- _Stated goal_
List every line of the material below that contains the word "green".

- _Exercise input_
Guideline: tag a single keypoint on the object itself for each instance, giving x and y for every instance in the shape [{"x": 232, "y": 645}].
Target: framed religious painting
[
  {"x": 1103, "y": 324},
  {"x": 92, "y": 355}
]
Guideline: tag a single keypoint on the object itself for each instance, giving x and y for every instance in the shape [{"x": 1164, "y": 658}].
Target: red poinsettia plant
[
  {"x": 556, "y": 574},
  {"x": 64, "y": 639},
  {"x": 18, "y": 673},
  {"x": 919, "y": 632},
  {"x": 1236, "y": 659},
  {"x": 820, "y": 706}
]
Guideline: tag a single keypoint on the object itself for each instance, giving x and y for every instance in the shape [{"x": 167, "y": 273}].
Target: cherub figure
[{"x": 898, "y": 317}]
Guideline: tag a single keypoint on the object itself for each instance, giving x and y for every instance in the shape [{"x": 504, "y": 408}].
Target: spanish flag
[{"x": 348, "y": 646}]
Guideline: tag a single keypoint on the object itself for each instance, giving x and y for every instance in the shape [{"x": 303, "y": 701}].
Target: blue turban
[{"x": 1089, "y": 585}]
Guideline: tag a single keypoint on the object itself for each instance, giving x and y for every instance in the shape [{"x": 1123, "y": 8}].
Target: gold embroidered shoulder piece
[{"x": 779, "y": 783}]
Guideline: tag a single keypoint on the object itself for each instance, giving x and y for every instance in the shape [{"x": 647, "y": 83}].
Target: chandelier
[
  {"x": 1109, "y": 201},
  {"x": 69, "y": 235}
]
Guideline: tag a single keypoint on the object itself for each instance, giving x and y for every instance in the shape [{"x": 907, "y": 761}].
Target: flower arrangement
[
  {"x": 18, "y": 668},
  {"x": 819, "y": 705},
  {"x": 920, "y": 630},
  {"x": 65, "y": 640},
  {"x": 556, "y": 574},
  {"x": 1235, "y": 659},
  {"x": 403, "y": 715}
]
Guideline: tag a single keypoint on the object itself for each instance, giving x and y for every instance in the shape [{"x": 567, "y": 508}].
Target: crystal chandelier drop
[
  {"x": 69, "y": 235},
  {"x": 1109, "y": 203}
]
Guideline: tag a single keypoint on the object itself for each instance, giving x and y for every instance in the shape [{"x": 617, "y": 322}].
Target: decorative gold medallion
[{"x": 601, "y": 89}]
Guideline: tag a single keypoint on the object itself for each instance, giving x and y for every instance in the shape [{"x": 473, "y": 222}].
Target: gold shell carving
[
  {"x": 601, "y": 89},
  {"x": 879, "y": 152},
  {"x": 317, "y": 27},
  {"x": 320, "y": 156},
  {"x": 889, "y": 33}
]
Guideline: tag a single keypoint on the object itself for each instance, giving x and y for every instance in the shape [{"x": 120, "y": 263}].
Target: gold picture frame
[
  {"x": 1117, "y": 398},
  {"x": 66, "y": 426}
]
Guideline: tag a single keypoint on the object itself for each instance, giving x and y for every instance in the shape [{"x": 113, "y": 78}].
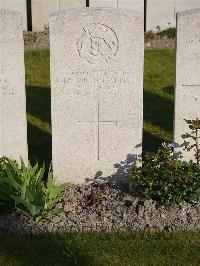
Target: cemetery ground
[
  {"x": 130, "y": 248},
  {"x": 159, "y": 77},
  {"x": 95, "y": 249}
]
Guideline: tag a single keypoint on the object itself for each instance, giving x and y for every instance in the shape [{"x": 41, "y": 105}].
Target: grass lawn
[
  {"x": 159, "y": 72},
  {"x": 181, "y": 248}
]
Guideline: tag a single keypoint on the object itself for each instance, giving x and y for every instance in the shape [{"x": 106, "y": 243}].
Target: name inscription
[{"x": 97, "y": 77}]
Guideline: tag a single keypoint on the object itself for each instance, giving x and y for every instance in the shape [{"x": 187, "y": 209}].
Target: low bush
[
  {"x": 23, "y": 188},
  {"x": 166, "y": 179}
]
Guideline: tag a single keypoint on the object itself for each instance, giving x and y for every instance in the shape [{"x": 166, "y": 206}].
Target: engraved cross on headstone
[{"x": 98, "y": 123}]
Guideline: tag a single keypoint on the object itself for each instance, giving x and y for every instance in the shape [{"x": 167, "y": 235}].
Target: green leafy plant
[
  {"x": 23, "y": 187},
  {"x": 166, "y": 179},
  {"x": 191, "y": 140}
]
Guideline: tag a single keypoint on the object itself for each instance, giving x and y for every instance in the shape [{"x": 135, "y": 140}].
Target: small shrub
[
  {"x": 194, "y": 126},
  {"x": 23, "y": 188},
  {"x": 166, "y": 179}
]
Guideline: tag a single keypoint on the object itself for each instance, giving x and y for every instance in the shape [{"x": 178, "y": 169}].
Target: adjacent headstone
[
  {"x": 187, "y": 96},
  {"x": 13, "y": 125},
  {"x": 137, "y": 5},
  {"x": 16, "y": 5},
  {"x": 183, "y": 5},
  {"x": 160, "y": 14},
  {"x": 103, "y": 3},
  {"x": 43, "y": 8},
  {"x": 97, "y": 91}
]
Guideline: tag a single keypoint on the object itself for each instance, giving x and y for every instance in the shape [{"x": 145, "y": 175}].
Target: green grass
[
  {"x": 180, "y": 248},
  {"x": 158, "y": 101},
  {"x": 95, "y": 249}
]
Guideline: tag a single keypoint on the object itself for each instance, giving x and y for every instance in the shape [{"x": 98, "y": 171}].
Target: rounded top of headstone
[
  {"x": 10, "y": 12},
  {"x": 188, "y": 12},
  {"x": 93, "y": 10}
]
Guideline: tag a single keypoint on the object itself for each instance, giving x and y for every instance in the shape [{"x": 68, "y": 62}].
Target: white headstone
[
  {"x": 43, "y": 8},
  {"x": 137, "y": 5},
  {"x": 16, "y": 5},
  {"x": 160, "y": 15},
  {"x": 103, "y": 3},
  {"x": 187, "y": 96},
  {"x": 13, "y": 125},
  {"x": 97, "y": 91}
]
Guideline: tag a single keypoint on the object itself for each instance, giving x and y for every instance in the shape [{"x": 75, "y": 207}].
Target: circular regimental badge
[{"x": 98, "y": 44}]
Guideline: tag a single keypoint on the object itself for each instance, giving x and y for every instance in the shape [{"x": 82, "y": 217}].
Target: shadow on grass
[
  {"x": 39, "y": 102},
  {"x": 39, "y": 146},
  {"x": 158, "y": 111},
  {"x": 169, "y": 90},
  {"x": 39, "y": 124},
  {"x": 151, "y": 143}
]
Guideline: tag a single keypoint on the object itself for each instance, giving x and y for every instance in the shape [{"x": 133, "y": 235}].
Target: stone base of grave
[{"x": 97, "y": 208}]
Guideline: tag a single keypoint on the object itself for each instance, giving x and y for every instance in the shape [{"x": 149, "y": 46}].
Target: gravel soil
[
  {"x": 102, "y": 208},
  {"x": 40, "y": 40}
]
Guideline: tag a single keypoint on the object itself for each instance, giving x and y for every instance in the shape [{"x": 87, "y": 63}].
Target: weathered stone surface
[
  {"x": 97, "y": 92},
  {"x": 16, "y": 5},
  {"x": 137, "y": 5},
  {"x": 13, "y": 125},
  {"x": 187, "y": 96}
]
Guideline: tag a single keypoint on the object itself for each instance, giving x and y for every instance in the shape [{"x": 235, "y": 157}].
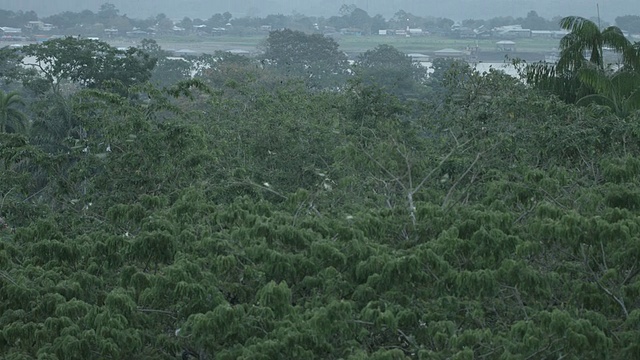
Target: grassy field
[{"x": 351, "y": 44}]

- _Worked solution_
Target: green leafy plant
Target: green grass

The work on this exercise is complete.